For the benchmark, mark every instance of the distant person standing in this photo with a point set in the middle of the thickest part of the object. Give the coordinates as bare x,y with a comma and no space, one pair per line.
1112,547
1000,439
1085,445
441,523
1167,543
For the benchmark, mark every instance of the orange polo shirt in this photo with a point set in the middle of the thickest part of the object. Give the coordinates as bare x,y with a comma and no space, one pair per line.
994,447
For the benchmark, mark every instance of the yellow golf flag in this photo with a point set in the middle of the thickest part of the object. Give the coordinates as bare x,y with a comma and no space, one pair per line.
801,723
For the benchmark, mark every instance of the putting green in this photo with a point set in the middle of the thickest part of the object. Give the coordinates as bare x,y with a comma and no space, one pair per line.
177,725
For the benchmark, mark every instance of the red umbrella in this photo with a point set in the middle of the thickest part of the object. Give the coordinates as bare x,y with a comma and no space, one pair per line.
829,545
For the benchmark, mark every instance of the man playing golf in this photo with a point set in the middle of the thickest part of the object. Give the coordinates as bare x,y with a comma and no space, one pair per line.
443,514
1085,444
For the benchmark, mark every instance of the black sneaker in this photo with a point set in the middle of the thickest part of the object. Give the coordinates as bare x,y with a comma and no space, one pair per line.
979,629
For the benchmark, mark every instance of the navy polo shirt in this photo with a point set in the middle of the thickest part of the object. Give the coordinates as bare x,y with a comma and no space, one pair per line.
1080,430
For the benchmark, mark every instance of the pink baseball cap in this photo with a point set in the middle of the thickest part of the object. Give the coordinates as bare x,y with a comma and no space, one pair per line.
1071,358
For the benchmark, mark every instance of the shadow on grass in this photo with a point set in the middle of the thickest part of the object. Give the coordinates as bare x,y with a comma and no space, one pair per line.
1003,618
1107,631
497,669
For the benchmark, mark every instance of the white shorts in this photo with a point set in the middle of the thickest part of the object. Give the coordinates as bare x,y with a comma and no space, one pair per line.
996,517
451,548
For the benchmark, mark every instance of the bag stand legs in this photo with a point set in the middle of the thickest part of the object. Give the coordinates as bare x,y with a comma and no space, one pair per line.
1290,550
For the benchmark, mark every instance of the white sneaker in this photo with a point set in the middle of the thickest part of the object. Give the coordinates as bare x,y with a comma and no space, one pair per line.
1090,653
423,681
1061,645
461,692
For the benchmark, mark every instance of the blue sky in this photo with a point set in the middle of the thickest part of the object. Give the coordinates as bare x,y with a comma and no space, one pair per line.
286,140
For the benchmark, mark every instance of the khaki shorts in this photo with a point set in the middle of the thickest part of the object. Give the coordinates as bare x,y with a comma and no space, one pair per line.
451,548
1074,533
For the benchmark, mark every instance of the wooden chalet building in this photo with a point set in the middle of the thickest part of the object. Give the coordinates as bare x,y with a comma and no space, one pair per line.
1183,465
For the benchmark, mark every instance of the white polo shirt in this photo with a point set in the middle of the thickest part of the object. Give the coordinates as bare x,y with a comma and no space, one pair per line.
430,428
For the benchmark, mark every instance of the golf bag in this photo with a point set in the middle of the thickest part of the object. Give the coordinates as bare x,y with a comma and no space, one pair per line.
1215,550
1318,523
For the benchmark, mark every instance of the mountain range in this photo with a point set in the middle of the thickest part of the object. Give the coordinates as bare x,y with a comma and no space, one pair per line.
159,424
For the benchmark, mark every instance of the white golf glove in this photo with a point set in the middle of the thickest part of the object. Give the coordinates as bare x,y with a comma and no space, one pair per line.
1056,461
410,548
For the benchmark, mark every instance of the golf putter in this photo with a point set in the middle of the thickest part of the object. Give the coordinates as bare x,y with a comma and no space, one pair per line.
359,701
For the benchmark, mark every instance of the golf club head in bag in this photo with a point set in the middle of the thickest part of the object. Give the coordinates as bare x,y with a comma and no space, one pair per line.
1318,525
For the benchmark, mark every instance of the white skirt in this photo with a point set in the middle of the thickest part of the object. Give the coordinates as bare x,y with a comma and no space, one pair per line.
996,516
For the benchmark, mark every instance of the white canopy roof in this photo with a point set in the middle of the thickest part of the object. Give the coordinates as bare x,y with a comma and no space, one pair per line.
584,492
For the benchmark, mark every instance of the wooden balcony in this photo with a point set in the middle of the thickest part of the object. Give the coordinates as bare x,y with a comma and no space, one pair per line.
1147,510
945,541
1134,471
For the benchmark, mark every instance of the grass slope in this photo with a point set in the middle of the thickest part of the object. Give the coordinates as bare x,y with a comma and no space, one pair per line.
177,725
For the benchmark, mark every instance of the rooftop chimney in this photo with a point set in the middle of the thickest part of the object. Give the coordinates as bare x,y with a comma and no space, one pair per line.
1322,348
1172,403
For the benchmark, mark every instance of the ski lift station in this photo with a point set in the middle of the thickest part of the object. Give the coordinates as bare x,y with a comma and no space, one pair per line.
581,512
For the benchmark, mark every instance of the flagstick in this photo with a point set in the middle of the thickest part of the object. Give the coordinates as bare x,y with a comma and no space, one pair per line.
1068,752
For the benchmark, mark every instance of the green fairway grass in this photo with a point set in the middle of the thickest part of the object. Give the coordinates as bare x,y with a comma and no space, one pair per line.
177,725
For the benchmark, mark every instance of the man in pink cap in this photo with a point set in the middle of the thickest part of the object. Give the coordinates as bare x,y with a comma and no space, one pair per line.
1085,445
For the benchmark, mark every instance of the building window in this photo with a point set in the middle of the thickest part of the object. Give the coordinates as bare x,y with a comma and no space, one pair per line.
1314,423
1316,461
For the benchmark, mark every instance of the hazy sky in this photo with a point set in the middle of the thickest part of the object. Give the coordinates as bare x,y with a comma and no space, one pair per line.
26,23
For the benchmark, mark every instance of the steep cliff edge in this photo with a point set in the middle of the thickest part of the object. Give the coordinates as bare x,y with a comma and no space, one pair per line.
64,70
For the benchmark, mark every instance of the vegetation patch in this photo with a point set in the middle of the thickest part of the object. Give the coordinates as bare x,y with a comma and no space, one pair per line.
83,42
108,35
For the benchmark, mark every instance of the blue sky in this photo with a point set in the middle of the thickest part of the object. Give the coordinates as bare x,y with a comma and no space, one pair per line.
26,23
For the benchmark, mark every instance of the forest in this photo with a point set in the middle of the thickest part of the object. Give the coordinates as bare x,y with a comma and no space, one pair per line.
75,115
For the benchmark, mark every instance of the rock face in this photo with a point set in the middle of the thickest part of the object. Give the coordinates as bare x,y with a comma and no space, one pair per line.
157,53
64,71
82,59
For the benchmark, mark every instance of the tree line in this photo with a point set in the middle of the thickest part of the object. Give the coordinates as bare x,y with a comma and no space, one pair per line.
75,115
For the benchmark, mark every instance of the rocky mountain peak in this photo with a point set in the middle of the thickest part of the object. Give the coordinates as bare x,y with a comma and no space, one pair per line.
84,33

◆ ◆ ◆ ◆ ◆

DIRECTIONS> Go back to the data above and please quote exactly, and only, the lines from the line with "For the benchmark, mark every instance of the building" through its last line.

FINAL RESULT>
For the benchmark, mark every instance of the building window in this photo with a point set in the middle of the thickest part of the object. Give the coordinates as bare x,y with a comma and no space, one pair per line.
1314,423
1316,461
For the benchmark, mark every instance of the hazy sky in this photo with a point set in the middle of the thickest part of the object. Give the coordinates as bare x,y with a comma and no space, one pair per line.
26,23
For the benchmark, mark every instance of the steep cliff edge in this photo with a point set in the middle of the thickest part of the object. Give the coordinates as bare x,y with a comma and no space, one pair per line.
64,70
For the benchmark, mark every instance of the vegetation patch in this photo with a point set in the middle of the thickest part of the object. Give the coordinates as bare x,y with a comma and no space, one pair per line.
83,42
108,35
For the benchmark, mark every instance of the blue sky in this photo with a point set in the middle of the thickest part of the object. Give the coordinates as bare x,y with a comma and no space, one pair per line.
26,23
For the benchmark, mark every instance of the forest in this photo with a point set in the middle of the thickest part of the object. Give the coordinates as bare x,y with a comma and no space, one pair per line.
75,115
For the benchmark, mark every instance of the rock face in this photo with a point set in the middle of the thickest part of the object. Give the coordinates as bare x,y with a comma and no space, one pair per line.
157,53
64,71
82,59
For the benchmark, mark every instance of the tree line in this photo with a point set in the middle of the thickest part of the object. Give the coordinates as bare x,y with a comma and no space, one pair per line.
75,115
For the benchmark, mark every instance of the rocky mountain peak in this photo with a point set in the middle of the thickest part of the object. Give the coordinates as bare x,y with a comma and no space, one pair per line.
84,33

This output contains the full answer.